• What to work on: Write each line exactly as it stands, from the line containing "Objective — locate the man's arm" through the end of the data.

● ● ●

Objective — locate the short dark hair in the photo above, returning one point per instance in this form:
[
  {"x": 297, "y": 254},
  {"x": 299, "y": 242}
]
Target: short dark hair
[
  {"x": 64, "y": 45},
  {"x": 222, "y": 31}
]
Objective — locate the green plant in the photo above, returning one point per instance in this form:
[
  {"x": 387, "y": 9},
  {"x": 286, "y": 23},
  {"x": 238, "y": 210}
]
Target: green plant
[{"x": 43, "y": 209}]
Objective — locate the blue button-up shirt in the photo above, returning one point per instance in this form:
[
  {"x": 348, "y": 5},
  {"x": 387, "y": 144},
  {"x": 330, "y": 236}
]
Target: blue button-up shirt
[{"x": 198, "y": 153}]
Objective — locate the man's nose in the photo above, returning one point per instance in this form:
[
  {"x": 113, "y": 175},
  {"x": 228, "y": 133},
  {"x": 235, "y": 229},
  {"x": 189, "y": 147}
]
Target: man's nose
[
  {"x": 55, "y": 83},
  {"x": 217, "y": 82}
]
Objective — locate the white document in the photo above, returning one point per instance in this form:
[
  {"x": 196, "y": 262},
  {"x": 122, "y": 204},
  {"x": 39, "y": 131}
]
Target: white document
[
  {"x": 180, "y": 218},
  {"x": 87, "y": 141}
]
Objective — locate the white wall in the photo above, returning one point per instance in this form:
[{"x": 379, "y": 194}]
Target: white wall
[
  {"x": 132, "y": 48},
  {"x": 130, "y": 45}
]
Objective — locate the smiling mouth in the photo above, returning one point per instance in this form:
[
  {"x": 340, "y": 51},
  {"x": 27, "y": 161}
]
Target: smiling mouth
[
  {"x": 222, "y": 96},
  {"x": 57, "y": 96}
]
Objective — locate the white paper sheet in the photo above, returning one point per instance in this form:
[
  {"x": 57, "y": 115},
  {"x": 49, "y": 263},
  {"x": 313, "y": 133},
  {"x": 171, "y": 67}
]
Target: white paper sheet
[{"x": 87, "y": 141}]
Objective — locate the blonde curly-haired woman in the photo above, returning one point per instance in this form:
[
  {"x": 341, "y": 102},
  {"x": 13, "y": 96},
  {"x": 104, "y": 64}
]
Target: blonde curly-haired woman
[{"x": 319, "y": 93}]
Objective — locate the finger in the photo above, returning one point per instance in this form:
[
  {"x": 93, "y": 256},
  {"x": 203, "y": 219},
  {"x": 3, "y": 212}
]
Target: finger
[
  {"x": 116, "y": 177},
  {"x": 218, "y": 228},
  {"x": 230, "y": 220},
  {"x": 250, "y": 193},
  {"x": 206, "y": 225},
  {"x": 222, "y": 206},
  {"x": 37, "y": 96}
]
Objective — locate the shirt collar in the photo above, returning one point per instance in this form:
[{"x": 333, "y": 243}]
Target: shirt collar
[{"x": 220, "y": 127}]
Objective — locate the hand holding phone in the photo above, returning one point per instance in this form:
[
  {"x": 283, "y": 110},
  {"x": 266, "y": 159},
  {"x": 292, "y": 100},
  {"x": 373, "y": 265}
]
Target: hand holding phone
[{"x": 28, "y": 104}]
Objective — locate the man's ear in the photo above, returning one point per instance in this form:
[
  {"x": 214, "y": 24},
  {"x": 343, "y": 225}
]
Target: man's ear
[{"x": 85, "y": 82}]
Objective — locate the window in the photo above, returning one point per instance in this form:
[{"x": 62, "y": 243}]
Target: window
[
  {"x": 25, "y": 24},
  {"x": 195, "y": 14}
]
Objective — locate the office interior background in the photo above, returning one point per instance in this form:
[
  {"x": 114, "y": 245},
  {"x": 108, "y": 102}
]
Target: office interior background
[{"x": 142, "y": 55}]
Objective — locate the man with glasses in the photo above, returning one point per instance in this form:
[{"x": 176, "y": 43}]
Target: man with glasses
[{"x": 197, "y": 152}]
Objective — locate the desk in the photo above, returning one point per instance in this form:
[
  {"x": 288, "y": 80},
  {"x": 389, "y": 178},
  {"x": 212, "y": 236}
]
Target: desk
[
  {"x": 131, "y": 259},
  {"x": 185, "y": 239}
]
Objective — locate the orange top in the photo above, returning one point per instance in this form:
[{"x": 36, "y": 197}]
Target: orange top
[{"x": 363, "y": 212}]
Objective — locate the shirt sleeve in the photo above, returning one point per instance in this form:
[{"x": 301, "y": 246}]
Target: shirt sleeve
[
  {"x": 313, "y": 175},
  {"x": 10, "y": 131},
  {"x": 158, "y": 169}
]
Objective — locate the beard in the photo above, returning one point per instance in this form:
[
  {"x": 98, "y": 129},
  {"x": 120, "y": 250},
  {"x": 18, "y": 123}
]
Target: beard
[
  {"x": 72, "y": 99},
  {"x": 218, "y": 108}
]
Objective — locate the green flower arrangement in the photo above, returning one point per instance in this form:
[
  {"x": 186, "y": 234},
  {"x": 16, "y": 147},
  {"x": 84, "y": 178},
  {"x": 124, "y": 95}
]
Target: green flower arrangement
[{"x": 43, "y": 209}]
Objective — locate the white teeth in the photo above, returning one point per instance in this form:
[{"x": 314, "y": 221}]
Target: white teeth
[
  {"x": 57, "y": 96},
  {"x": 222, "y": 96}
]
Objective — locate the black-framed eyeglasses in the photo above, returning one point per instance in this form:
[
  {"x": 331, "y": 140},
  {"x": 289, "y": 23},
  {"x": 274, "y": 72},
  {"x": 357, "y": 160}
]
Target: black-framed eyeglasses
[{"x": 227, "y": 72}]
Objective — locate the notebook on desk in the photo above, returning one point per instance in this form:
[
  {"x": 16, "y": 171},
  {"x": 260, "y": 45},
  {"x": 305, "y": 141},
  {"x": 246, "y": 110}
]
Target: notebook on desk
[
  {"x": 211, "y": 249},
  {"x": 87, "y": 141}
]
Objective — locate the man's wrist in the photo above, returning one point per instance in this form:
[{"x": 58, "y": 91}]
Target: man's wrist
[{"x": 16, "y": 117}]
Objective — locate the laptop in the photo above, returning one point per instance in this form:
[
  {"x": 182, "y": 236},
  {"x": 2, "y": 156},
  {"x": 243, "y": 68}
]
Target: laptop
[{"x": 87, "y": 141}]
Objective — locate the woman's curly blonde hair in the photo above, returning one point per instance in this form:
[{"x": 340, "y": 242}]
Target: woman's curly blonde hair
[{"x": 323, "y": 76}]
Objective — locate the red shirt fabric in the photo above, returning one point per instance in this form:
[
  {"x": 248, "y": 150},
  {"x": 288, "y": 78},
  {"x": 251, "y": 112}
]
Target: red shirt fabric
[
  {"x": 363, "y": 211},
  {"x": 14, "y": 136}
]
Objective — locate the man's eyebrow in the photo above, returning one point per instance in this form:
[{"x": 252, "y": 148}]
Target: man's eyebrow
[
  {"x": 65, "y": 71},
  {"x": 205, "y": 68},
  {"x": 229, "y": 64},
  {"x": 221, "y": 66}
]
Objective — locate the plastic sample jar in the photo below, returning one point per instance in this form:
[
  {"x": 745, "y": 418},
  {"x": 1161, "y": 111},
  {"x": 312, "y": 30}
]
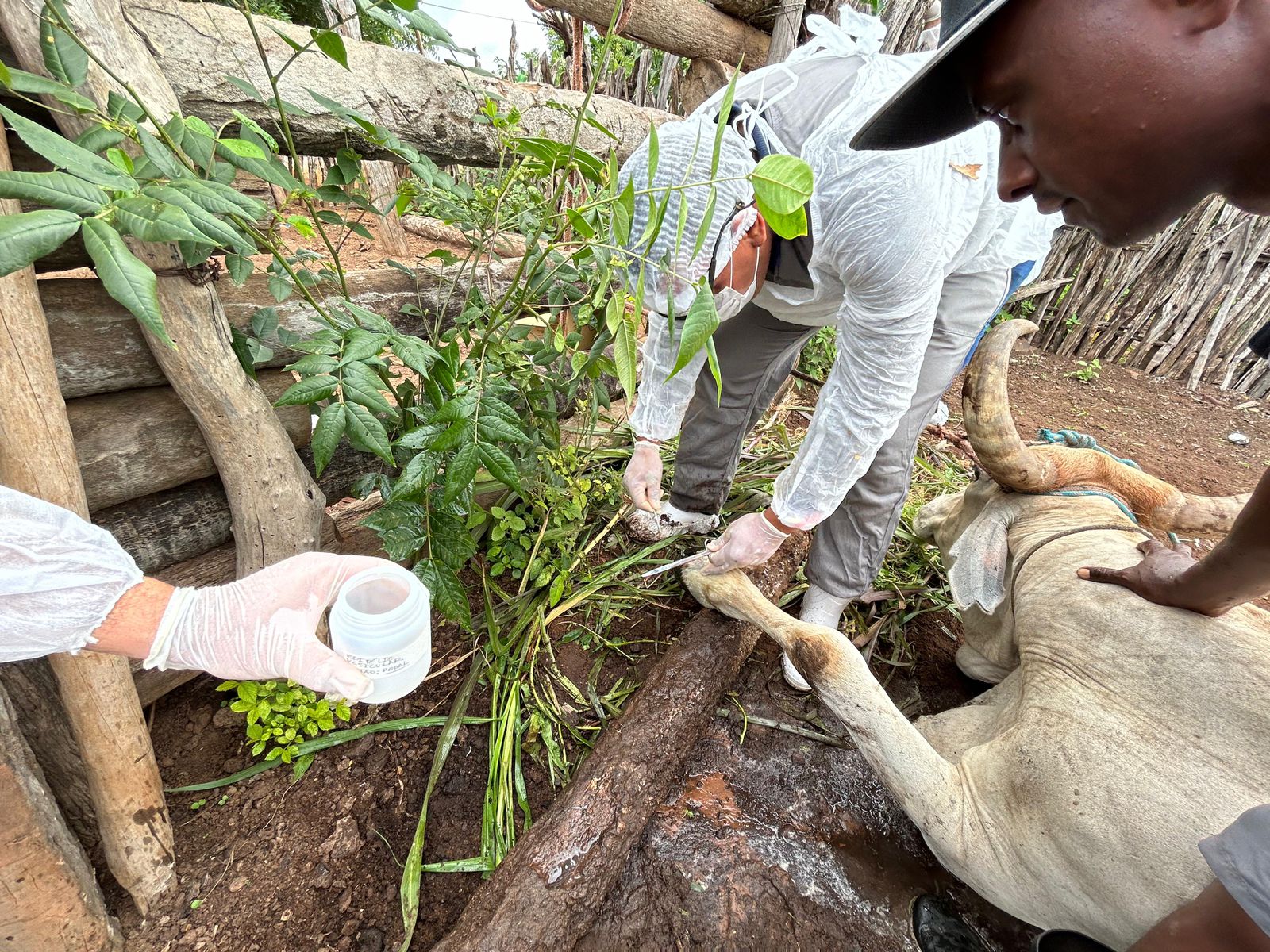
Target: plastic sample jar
[{"x": 381, "y": 622}]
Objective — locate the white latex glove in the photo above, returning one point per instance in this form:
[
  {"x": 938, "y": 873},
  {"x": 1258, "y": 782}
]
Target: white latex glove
[
  {"x": 752, "y": 539},
  {"x": 264, "y": 626},
  {"x": 643, "y": 478}
]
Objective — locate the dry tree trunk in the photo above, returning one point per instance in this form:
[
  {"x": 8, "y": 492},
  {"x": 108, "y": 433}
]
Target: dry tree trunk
[
  {"x": 425, "y": 103},
  {"x": 691, "y": 29},
  {"x": 785, "y": 31},
  {"x": 552, "y": 884},
  {"x": 37, "y": 456},
  {"x": 381, "y": 177},
  {"x": 52, "y": 903}
]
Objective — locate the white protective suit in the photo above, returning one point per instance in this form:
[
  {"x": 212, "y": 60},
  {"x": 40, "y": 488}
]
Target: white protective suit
[
  {"x": 888, "y": 228},
  {"x": 60, "y": 577}
]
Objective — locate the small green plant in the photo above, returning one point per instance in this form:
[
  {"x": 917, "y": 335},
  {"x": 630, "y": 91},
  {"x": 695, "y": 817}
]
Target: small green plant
[
  {"x": 818, "y": 355},
  {"x": 1087, "y": 371},
  {"x": 279, "y": 716}
]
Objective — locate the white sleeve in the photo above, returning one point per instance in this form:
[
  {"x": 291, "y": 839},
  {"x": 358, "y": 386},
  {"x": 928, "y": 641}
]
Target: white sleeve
[
  {"x": 60, "y": 577},
  {"x": 879, "y": 232},
  {"x": 662, "y": 400}
]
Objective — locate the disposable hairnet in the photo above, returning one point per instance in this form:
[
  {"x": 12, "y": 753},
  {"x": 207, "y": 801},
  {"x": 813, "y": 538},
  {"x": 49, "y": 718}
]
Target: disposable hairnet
[
  {"x": 60, "y": 577},
  {"x": 679, "y": 255}
]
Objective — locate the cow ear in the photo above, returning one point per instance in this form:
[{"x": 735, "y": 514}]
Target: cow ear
[{"x": 979, "y": 560}]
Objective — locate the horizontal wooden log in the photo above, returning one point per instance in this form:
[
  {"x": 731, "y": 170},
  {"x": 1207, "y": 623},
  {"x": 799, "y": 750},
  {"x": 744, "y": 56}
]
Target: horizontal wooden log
[
  {"x": 342, "y": 533},
  {"x": 422, "y": 102},
  {"x": 692, "y": 29},
  {"x": 164, "y": 528},
  {"x": 99, "y": 349},
  {"x": 144, "y": 441},
  {"x": 552, "y": 885}
]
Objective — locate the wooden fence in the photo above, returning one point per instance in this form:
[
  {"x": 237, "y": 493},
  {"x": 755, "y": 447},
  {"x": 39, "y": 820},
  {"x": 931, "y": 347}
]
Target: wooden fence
[{"x": 1181, "y": 306}]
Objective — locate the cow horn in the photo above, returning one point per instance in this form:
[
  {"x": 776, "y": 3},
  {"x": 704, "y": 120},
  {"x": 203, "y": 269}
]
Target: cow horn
[
  {"x": 1199, "y": 516},
  {"x": 988, "y": 422}
]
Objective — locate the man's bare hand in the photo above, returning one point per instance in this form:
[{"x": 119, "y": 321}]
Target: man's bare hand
[{"x": 1157, "y": 578}]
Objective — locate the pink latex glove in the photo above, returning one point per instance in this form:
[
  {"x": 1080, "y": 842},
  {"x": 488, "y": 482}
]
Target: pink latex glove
[
  {"x": 752, "y": 539},
  {"x": 643, "y": 478},
  {"x": 264, "y": 626}
]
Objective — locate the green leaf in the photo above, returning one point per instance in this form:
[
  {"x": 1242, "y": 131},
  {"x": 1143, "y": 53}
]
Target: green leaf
[
  {"x": 362, "y": 386},
  {"x": 152, "y": 220},
  {"x": 159, "y": 154},
  {"x": 448, "y": 593},
  {"x": 501, "y": 466},
  {"x": 309, "y": 391},
  {"x": 787, "y": 226},
  {"x": 698, "y": 327},
  {"x": 498, "y": 431},
  {"x": 783, "y": 183},
  {"x": 624, "y": 211},
  {"x": 98, "y": 139},
  {"x": 330, "y": 44},
  {"x": 414, "y": 353},
  {"x": 56, "y": 190},
  {"x": 268, "y": 169},
  {"x": 23, "y": 82},
  {"x": 625, "y": 353},
  {"x": 417, "y": 476},
  {"x": 327, "y": 433},
  {"x": 31, "y": 235},
  {"x": 241, "y": 268},
  {"x": 127, "y": 279},
  {"x": 368, "y": 433},
  {"x": 64, "y": 57},
  {"x": 207, "y": 224},
  {"x": 309, "y": 365},
  {"x": 219, "y": 198},
  {"x": 241, "y": 148},
  {"x": 361, "y": 344},
  {"x": 65, "y": 154},
  {"x": 461, "y": 473}
]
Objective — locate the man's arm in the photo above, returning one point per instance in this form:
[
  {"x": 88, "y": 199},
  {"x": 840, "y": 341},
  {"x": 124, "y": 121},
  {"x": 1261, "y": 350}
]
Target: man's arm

● ● ●

• Exercise output:
Objective — locate the man's arm in the photo above, returning one point per instance in this form:
[
  {"x": 88, "y": 199},
  {"x": 840, "y": 341},
  {"x": 124, "y": 121},
  {"x": 1261, "y": 350}
]
Target: man's arm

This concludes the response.